# [What the task asks]
Copy out the line containing "Task: for every instance of the purple" and each line after it, through the last one in the material, exactly as written.
= = = = =
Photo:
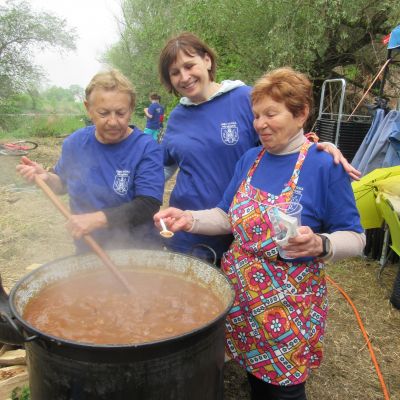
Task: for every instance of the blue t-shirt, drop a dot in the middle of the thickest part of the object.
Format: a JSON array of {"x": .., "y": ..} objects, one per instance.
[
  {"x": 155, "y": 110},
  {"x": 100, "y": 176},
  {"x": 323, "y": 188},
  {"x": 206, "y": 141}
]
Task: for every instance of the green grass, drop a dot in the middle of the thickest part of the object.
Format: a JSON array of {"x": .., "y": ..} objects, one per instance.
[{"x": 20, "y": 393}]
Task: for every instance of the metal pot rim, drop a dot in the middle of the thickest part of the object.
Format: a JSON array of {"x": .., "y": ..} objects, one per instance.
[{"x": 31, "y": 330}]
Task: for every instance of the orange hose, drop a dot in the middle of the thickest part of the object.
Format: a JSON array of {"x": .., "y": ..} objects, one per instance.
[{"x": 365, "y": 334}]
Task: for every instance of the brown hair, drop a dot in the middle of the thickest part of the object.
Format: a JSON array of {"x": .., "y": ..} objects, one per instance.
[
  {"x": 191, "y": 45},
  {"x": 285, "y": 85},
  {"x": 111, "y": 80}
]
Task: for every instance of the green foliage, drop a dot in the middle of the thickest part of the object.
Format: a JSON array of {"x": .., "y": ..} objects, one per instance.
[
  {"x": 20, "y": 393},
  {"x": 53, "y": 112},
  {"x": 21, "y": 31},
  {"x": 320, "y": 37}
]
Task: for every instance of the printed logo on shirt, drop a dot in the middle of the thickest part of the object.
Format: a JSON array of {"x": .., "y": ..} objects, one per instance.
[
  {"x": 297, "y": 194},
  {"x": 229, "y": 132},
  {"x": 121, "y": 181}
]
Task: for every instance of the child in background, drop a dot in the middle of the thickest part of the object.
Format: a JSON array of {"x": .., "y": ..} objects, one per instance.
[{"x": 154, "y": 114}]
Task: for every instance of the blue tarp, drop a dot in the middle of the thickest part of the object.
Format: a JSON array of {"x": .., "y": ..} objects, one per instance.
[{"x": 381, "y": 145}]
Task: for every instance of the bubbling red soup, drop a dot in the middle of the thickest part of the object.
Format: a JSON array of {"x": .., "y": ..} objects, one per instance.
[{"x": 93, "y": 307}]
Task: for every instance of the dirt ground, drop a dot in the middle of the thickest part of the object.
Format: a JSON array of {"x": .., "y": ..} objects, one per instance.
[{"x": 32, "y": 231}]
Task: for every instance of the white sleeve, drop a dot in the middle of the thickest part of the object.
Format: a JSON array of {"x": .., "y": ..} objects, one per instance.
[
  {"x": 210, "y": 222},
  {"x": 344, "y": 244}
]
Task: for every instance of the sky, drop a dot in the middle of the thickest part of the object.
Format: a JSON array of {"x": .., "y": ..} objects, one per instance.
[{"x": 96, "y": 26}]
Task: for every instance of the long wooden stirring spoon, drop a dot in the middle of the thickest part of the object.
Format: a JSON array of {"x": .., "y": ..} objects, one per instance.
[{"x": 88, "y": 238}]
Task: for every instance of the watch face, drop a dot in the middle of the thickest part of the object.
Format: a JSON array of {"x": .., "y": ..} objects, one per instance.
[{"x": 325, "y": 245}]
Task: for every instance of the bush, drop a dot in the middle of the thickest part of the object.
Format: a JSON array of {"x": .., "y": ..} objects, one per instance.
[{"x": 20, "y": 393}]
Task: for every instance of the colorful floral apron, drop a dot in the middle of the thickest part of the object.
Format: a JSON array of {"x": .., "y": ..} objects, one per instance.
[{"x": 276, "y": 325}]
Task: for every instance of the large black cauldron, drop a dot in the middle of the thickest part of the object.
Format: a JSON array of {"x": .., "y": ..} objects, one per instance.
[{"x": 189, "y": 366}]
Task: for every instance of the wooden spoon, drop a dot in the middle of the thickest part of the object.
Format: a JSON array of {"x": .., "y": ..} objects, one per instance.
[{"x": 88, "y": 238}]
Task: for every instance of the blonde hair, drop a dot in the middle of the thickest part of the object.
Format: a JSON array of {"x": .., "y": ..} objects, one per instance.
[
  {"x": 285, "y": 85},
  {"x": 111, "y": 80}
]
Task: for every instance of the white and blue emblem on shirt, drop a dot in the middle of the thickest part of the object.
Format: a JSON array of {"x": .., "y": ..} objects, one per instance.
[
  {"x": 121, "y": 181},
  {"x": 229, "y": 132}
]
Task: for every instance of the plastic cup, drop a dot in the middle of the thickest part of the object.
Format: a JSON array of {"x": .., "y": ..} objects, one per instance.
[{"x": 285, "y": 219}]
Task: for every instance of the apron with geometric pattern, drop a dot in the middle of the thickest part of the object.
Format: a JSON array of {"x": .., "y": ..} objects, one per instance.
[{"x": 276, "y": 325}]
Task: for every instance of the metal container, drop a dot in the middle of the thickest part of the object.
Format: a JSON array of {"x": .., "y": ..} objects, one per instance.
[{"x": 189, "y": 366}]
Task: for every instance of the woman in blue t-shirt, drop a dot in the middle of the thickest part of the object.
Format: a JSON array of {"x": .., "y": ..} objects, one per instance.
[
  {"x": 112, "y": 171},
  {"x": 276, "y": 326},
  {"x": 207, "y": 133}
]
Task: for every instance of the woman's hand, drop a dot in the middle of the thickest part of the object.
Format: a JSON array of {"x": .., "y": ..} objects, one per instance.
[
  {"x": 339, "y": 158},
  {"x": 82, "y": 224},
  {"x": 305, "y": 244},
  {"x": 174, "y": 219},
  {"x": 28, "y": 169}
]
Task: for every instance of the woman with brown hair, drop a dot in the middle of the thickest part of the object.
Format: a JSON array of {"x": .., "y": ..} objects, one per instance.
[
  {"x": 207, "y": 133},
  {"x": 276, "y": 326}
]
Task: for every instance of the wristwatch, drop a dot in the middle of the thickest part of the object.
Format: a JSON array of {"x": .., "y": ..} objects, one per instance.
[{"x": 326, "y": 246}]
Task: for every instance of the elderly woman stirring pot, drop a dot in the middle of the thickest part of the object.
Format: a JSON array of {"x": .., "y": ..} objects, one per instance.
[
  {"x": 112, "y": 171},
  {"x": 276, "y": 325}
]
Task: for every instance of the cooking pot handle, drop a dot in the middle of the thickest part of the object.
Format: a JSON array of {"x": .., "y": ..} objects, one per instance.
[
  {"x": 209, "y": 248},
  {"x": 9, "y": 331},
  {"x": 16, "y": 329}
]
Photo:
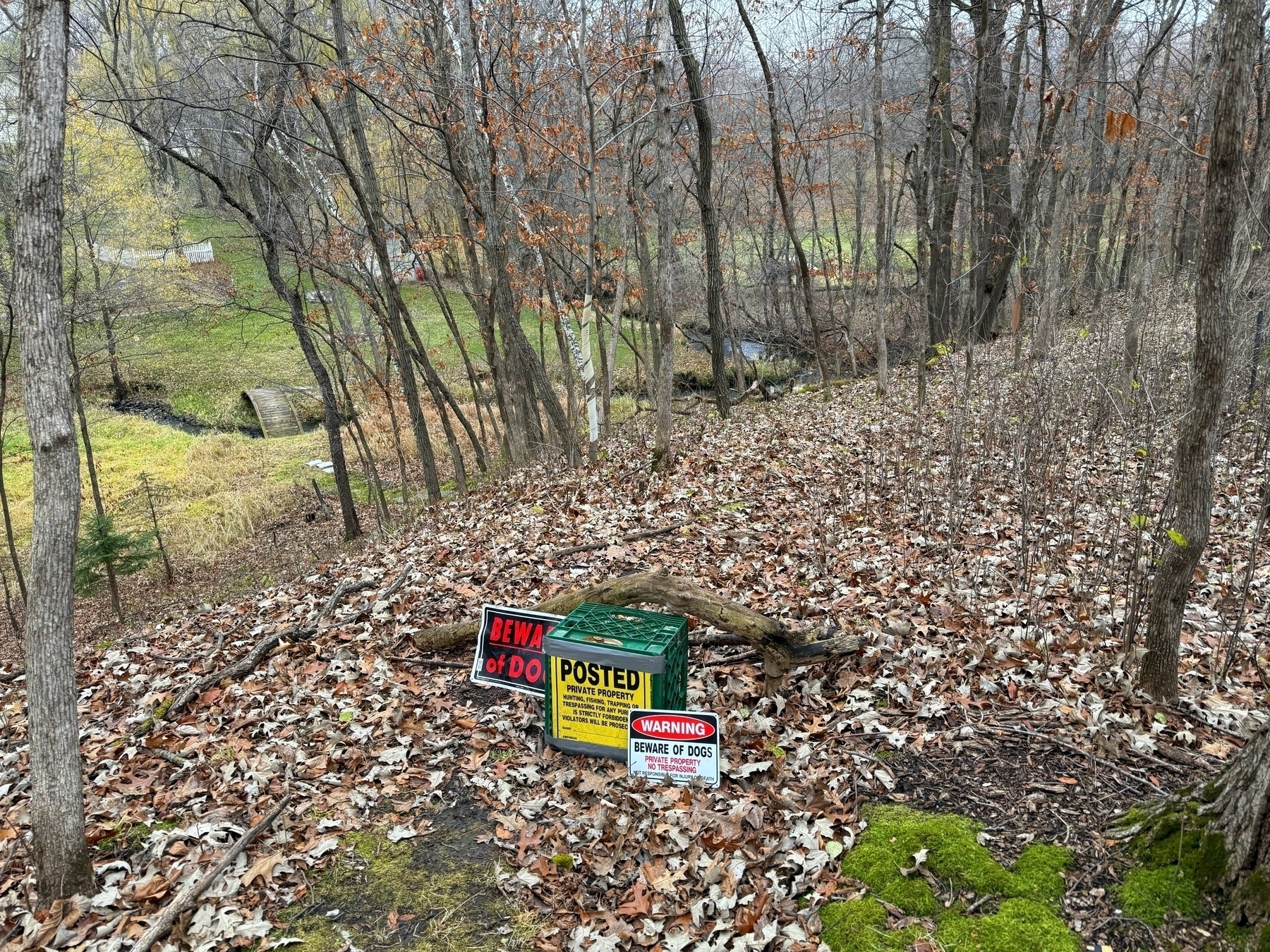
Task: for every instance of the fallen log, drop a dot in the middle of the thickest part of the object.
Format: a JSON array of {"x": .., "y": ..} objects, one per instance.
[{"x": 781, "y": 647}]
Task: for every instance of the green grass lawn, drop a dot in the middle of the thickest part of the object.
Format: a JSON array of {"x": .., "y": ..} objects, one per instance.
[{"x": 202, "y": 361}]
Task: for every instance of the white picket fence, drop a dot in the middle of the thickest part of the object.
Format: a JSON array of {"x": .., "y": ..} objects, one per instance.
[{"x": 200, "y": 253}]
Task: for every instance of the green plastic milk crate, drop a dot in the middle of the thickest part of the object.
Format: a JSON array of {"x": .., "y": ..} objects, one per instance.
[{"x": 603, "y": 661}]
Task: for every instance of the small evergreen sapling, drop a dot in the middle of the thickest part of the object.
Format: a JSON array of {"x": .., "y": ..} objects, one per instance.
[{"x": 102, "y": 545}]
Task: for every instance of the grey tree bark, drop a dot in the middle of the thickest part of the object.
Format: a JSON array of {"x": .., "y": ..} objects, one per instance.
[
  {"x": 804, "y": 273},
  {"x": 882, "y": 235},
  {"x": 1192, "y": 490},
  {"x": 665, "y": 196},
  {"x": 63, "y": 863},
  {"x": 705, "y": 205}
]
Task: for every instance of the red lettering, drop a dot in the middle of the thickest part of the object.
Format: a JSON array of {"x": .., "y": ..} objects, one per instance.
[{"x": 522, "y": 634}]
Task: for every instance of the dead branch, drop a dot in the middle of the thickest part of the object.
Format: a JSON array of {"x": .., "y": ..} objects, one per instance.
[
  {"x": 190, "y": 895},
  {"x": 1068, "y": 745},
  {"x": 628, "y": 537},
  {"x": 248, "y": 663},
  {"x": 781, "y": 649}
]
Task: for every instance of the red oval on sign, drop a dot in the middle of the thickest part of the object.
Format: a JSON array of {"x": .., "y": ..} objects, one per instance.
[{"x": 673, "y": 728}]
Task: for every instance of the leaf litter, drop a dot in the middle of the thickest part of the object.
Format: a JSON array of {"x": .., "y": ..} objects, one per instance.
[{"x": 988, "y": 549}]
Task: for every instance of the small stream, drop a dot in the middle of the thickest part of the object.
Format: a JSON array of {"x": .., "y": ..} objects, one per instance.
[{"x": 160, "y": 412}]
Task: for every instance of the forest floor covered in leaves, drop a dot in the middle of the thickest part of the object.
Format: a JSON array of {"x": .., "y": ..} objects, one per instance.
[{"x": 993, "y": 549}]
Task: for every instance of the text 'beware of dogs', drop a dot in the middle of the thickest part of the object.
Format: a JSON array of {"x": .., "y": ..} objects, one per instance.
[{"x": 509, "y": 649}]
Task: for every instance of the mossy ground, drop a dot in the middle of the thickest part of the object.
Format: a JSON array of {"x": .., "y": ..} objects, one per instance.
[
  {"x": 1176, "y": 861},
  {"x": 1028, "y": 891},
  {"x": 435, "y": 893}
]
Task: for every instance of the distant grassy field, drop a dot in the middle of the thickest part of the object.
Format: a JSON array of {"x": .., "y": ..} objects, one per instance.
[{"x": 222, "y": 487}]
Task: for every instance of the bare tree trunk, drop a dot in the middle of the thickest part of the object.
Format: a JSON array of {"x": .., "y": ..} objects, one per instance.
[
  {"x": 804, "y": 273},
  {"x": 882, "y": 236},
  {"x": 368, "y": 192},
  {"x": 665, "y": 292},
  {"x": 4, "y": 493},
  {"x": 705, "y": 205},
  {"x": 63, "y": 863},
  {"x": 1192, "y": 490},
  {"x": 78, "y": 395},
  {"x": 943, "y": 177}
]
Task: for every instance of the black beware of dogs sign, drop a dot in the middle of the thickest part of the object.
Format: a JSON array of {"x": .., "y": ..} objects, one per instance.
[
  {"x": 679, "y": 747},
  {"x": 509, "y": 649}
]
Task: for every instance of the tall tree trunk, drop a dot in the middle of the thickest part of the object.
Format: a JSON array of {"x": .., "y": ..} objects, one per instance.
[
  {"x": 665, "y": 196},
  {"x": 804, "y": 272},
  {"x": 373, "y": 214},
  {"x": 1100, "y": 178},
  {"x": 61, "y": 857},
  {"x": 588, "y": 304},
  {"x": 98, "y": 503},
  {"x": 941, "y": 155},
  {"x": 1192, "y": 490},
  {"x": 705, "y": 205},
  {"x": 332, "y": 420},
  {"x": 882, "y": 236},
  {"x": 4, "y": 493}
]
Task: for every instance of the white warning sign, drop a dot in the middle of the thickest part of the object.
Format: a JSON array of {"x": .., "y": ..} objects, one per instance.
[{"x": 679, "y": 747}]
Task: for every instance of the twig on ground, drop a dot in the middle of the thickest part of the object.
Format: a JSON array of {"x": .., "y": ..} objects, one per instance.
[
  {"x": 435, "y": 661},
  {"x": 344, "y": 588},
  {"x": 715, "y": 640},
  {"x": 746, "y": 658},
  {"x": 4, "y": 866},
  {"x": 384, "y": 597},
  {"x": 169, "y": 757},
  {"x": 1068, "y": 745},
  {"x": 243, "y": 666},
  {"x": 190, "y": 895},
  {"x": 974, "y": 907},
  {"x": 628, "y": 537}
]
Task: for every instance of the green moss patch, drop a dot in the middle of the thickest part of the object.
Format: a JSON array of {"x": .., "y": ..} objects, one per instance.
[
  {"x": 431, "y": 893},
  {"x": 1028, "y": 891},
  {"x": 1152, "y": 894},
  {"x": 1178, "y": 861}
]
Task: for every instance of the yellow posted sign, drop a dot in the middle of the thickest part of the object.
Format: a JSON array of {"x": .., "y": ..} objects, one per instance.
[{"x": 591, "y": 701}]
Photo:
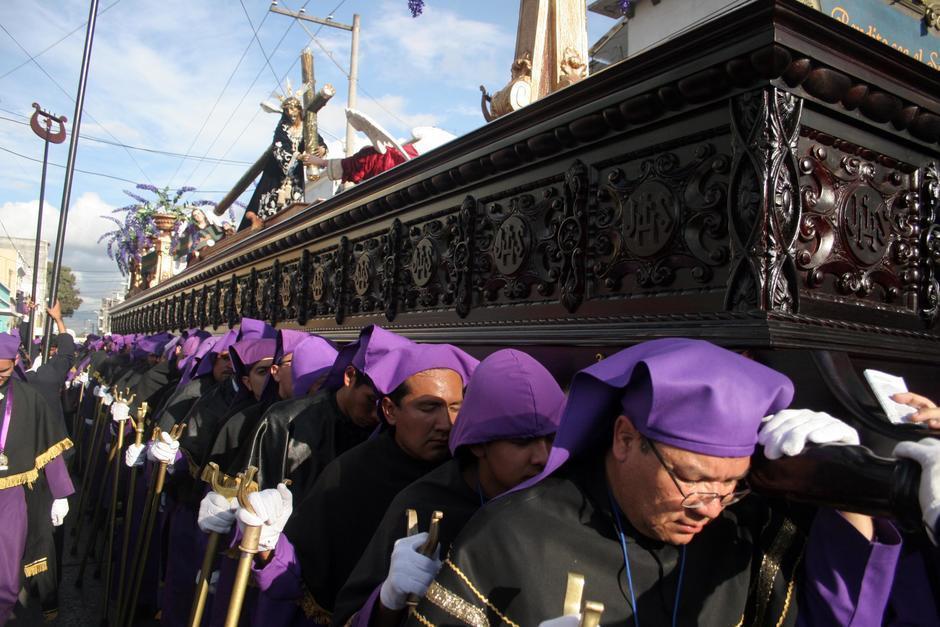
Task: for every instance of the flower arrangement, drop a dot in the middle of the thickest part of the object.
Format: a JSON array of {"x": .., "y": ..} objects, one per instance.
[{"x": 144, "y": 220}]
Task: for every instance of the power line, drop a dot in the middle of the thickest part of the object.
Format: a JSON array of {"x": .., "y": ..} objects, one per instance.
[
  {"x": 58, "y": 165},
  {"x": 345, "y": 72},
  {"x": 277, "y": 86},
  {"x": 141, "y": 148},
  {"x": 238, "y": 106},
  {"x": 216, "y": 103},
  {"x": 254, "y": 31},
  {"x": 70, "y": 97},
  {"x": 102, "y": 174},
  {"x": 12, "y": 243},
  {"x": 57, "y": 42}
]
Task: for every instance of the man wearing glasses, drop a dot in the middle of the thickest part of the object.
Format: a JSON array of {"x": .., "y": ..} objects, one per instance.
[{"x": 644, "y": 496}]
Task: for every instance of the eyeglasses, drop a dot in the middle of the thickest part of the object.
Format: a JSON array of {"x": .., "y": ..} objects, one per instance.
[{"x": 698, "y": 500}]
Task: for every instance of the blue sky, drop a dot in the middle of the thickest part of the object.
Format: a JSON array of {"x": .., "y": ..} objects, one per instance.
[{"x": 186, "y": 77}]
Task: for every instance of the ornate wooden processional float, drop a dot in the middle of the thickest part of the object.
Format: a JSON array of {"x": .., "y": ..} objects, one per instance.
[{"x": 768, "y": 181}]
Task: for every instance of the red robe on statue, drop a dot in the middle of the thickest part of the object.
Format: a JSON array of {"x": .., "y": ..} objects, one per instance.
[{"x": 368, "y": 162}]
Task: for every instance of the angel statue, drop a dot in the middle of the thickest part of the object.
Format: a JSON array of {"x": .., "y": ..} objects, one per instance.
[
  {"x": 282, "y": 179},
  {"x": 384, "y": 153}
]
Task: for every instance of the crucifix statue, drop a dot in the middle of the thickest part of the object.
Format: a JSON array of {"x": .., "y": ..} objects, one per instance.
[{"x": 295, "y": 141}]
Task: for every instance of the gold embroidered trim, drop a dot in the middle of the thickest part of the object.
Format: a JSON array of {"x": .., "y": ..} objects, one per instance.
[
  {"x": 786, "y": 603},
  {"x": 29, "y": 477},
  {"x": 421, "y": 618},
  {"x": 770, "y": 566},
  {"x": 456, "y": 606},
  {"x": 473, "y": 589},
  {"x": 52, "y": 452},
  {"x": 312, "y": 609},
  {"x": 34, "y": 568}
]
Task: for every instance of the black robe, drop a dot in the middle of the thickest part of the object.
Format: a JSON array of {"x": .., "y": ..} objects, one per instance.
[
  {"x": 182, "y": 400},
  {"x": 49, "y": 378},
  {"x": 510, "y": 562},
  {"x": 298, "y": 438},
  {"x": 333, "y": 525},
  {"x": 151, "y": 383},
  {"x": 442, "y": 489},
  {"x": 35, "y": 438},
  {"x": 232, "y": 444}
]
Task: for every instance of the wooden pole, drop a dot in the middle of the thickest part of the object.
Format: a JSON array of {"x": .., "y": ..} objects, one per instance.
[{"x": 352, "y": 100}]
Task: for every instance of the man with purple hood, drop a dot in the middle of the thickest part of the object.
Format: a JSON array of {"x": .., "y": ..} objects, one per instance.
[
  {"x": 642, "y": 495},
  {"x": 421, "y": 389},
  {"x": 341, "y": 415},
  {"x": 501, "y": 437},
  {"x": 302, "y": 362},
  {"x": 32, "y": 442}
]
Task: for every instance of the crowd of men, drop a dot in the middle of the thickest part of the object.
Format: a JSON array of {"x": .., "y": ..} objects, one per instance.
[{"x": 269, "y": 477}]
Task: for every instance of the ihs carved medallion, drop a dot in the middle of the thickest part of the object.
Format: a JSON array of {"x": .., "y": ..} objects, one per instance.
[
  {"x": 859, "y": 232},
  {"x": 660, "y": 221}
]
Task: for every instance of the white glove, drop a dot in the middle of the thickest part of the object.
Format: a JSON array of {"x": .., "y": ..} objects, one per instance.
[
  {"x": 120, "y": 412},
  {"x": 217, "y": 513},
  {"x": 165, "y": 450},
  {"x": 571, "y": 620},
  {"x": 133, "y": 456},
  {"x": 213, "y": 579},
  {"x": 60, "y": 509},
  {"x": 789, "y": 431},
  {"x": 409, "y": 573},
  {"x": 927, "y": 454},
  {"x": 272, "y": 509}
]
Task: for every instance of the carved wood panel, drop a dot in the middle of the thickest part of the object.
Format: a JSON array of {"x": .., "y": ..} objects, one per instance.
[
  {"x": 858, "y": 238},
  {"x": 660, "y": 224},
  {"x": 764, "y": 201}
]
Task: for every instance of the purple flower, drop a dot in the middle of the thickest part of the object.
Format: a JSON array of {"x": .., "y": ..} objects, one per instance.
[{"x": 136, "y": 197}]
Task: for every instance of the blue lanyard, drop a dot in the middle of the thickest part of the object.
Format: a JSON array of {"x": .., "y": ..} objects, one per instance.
= = = = =
# [Answer to the exercise]
Task: for every instance of the purple flower, drop a dot in the middle of the thickest part of the object.
Format: a JSON array of {"x": .., "y": ..} objects, one per instance.
[{"x": 136, "y": 197}]
Task: for every instance of the blue lanyard, drop a dot in the middle of the thickest part of the object.
Format: a JSON array of {"x": .., "y": ..} objects, one per instance.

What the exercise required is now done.